▶ [WHAT YOU SHOULD DO]: Lines before the one containing "meadow in the photo above." are excluded; reproduce that line and all lines after it in the entries below, exactly.

[Records from a point labeling set]
+++++

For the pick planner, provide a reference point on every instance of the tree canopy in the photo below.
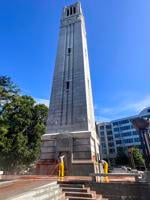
(22, 123)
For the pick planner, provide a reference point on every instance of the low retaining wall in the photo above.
(48, 191)
(122, 191)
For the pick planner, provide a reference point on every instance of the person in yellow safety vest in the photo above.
(61, 165)
(105, 168)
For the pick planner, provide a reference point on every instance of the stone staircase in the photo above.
(77, 191)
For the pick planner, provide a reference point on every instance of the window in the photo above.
(103, 145)
(135, 133)
(69, 50)
(136, 139)
(126, 134)
(125, 128)
(124, 121)
(111, 144)
(116, 129)
(70, 10)
(118, 142)
(111, 150)
(108, 126)
(117, 135)
(101, 127)
(109, 132)
(67, 12)
(102, 139)
(74, 10)
(110, 138)
(67, 85)
(128, 140)
(115, 124)
(102, 133)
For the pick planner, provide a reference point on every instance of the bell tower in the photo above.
(71, 122)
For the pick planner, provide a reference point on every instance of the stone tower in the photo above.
(71, 123)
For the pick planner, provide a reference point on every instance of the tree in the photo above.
(138, 158)
(22, 123)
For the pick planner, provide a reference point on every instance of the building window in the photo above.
(126, 134)
(125, 128)
(70, 10)
(111, 150)
(101, 127)
(128, 141)
(67, 85)
(69, 50)
(108, 126)
(67, 12)
(111, 144)
(118, 142)
(115, 124)
(136, 139)
(135, 133)
(124, 122)
(110, 138)
(116, 129)
(109, 132)
(74, 10)
(102, 133)
(103, 145)
(117, 135)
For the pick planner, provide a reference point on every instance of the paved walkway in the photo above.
(16, 185)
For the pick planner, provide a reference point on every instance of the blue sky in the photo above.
(118, 33)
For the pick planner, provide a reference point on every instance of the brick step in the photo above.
(71, 185)
(80, 198)
(80, 194)
(69, 189)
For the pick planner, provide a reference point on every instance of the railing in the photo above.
(138, 176)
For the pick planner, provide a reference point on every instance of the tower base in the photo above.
(81, 155)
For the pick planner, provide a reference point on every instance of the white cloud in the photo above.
(42, 101)
(125, 108)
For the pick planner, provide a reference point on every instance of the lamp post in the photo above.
(143, 127)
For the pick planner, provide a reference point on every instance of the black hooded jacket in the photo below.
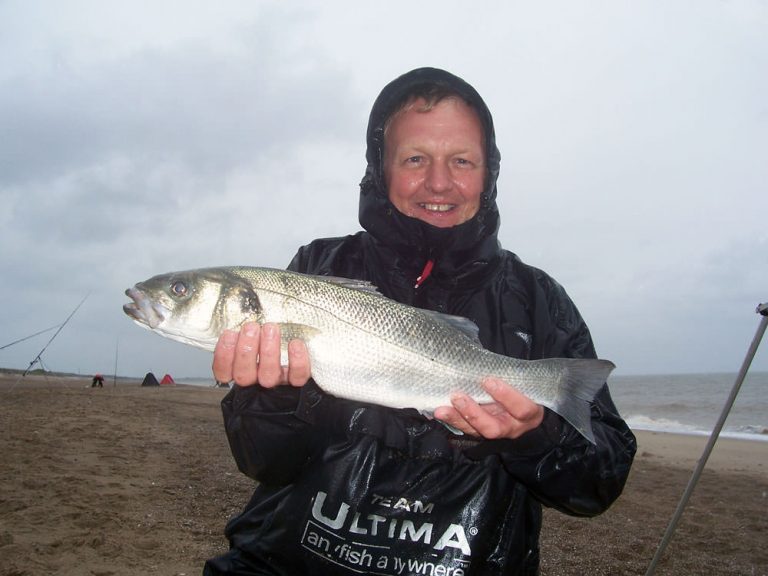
(346, 487)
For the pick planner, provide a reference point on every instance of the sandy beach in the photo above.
(127, 480)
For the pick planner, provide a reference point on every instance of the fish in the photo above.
(362, 345)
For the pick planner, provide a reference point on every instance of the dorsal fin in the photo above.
(362, 285)
(463, 325)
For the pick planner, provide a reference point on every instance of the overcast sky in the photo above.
(138, 138)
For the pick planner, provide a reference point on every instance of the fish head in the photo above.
(193, 307)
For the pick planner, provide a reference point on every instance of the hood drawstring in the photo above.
(424, 273)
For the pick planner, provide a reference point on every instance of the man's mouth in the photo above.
(437, 207)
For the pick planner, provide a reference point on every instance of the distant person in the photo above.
(349, 488)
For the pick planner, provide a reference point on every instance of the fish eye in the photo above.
(179, 289)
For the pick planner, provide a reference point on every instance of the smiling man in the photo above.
(434, 160)
(349, 488)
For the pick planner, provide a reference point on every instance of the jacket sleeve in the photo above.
(273, 433)
(559, 466)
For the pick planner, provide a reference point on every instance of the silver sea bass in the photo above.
(362, 345)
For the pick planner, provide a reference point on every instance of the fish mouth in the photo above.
(143, 310)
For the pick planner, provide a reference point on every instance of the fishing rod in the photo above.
(762, 309)
(28, 337)
(38, 357)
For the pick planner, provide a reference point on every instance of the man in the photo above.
(346, 487)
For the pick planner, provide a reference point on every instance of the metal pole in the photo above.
(762, 309)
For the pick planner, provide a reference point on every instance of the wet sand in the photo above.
(127, 480)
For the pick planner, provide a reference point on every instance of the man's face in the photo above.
(434, 162)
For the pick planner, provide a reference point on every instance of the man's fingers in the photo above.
(270, 371)
(223, 356)
(299, 370)
(515, 403)
(245, 362)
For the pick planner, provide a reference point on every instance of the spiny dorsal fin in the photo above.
(362, 285)
(463, 325)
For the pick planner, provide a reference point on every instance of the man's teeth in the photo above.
(438, 207)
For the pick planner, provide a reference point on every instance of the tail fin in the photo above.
(581, 379)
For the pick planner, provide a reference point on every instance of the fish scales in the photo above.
(362, 345)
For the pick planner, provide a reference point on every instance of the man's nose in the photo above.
(438, 177)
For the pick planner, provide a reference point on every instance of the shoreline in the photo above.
(126, 480)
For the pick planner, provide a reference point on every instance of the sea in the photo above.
(685, 403)
(693, 403)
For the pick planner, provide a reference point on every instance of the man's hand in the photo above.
(252, 356)
(510, 416)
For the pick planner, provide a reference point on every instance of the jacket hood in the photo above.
(405, 234)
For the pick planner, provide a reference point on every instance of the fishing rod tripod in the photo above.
(762, 309)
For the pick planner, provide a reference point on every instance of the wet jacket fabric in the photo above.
(346, 487)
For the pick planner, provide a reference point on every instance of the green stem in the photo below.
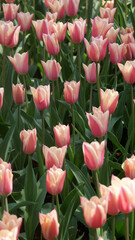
(98, 83)
(73, 124)
(90, 103)
(58, 207)
(126, 227)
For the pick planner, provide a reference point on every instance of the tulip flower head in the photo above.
(49, 225)
(29, 140)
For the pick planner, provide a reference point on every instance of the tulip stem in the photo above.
(98, 83)
(126, 227)
(73, 126)
(90, 103)
(58, 207)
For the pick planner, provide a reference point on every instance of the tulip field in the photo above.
(67, 120)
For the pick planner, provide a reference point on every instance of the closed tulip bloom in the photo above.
(9, 34)
(77, 30)
(6, 178)
(54, 156)
(55, 178)
(1, 97)
(20, 62)
(94, 154)
(10, 11)
(24, 20)
(10, 222)
(52, 69)
(41, 97)
(109, 100)
(96, 51)
(62, 135)
(116, 52)
(94, 211)
(71, 91)
(129, 167)
(98, 122)
(71, 7)
(128, 71)
(60, 29)
(18, 93)
(29, 140)
(49, 225)
(51, 43)
(90, 72)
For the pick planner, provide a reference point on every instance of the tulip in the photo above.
(128, 71)
(77, 30)
(6, 178)
(94, 154)
(109, 100)
(54, 156)
(98, 122)
(18, 93)
(62, 135)
(1, 97)
(90, 72)
(60, 29)
(51, 43)
(96, 51)
(49, 225)
(29, 140)
(9, 34)
(129, 167)
(116, 52)
(71, 7)
(24, 20)
(9, 222)
(71, 91)
(20, 62)
(41, 97)
(94, 211)
(10, 11)
(55, 178)
(52, 69)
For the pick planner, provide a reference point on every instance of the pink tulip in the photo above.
(10, 11)
(94, 154)
(52, 69)
(9, 34)
(1, 97)
(77, 30)
(62, 135)
(60, 29)
(41, 97)
(49, 225)
(29, 140)
(90, 72)
(98, 122)
(20, 62)
(9, 222)
(128, 71)
(109, 100)
(96, 51)
(94, 211)
(116, 52)
(18, 93)
(71, 7)
(43, 27)
(129, 167)
(6, 178)
(100, 27)
(54, 156)
(55, 178)
(24, 20)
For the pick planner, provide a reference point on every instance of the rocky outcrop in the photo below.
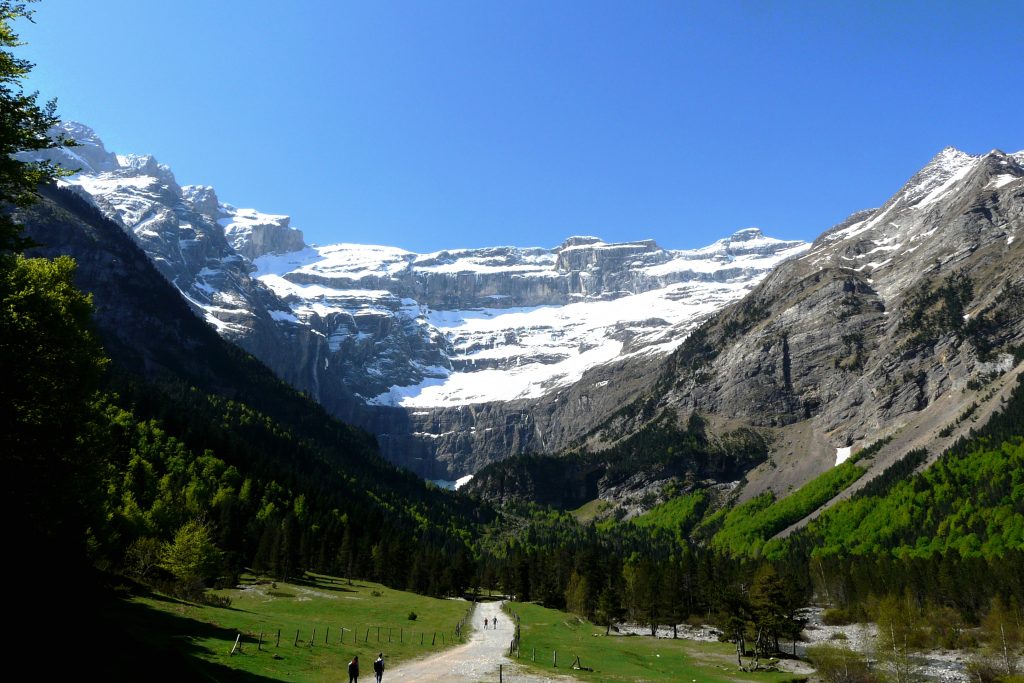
(895, 321)
(454, 358)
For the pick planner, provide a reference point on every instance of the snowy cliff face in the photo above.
(454, 358)
(198, 244)
(891, 326)
(504, 323)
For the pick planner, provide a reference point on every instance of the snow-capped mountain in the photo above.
(458, 356)
(505, 323)
(904, 323)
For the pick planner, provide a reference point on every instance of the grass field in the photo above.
(625, 657)
(359, 620)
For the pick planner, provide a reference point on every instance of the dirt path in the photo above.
(477, 660)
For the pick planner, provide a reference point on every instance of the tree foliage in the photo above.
(25, 126)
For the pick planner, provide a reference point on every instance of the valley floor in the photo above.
(476, 660)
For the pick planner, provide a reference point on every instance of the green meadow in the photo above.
(323, 623)
(621, 657)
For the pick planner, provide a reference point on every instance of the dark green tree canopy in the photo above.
(25, 126)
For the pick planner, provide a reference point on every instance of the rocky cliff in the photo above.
(903, 323)
(453, 358)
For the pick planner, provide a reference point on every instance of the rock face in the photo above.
(183, 229)
(892, 325)
(454, 358)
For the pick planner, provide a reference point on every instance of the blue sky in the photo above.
(433, 125)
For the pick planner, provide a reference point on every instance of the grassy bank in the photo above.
(361, 619)
(624, 657)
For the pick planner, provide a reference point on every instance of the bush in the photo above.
(837, 616)
(214, 600)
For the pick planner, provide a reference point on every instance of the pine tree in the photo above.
(25, 127)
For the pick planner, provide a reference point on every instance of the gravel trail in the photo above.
(475, 662)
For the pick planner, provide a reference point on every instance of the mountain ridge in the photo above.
(368, 337)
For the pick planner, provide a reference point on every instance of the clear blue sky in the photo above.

+++++

▶ [SOLUTION FOR THIS PROBLEM]:
For the pick planner, provide a reference point on every instance of the green meadow in the photo above.
(323, 623)
(621, 657)
For the pick planner, provide a reference point on every instance of the dark green tree canopy in the photo above.
(25, 126)
For the pick planner, provide a reference point on every instance of the rocky cliff in the photo above.
(903, 323)
(453, 358)
For the pick planner, provide a reference point on every instance of the rock face in the photo above.
(183, 229)
(892, 325)
(454, 358)
For the pick planner, provide a reference point on every instance of the blue sky in the photo above.
(433, 125)
For the pick planner, provide a reference point on every instance of the grassy bank in the photo above.
(361, 619)
(624, 657)
For the pick planner, provide a reference point on every instance of the bush in the photo above.
(837, 616)
(214, 600)
For the pick planner, provide a reference point on every instance of the pine tree in the photo above.
(25, 127)
For the pick planner, provide a reference point on every instance of the gravel trail in the photo above.
(475, 662)
For the pick planner, provide a reference point on every instance of the mountain ridge in the photo above.
(368, 337)
For the pick planner, provide a reference point on every instance of the clear blue sky in the photo above.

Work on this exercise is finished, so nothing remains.